**Activity:** Retype, word for word, every line of the records below starting at the one that contains "In the photo above, where can the cabin" and ending at the one that contains "In the photo above, where can the grass"; include both of those lines and nothing more.

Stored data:
------------------------------------------------------------

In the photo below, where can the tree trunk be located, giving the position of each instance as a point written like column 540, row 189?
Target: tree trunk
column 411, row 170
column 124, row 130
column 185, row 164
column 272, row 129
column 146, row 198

------------------------------------------------------------

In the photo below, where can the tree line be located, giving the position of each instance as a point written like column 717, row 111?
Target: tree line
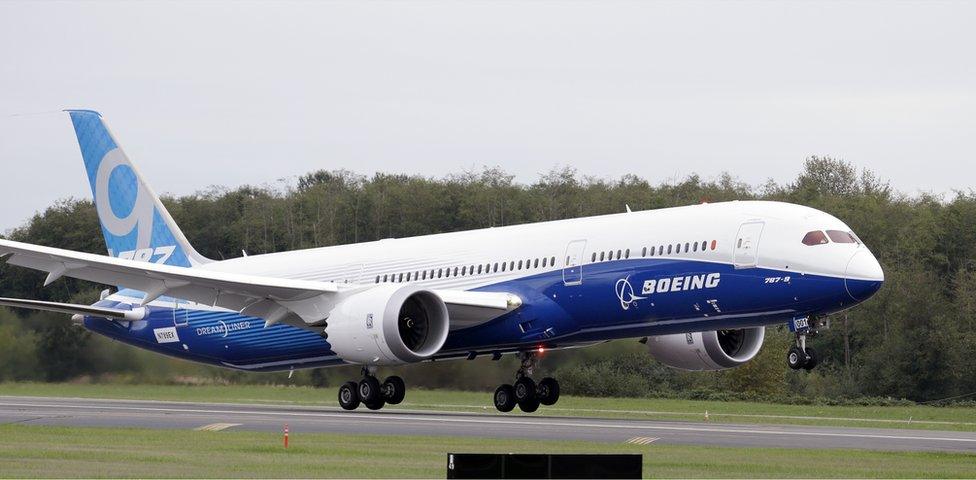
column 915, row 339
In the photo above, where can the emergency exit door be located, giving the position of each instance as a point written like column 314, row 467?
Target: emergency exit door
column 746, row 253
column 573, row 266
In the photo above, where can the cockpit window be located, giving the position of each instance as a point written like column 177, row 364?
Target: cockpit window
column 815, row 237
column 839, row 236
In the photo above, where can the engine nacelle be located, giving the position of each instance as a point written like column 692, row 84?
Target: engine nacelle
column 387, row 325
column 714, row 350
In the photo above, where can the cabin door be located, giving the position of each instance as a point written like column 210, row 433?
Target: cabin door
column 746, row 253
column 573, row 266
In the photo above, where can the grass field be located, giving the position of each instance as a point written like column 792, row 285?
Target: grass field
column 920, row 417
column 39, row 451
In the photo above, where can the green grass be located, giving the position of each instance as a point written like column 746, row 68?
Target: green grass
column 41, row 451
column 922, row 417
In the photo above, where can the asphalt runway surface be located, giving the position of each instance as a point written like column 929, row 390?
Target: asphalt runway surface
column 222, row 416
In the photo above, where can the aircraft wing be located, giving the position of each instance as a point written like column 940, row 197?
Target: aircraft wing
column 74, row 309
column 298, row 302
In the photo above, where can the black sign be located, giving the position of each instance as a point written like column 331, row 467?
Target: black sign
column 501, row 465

------------------------------------------------------------

**Answer to this problem:**
In the photo above, where can the cabin door be located, giving the position of each instance as a point written like column 210, row 433?
Target: cabin door
column 746, row 253
column 573, row 266
In the photo above, where can the grass field be located, giving the position of each instance as a point written like column 792, row 285?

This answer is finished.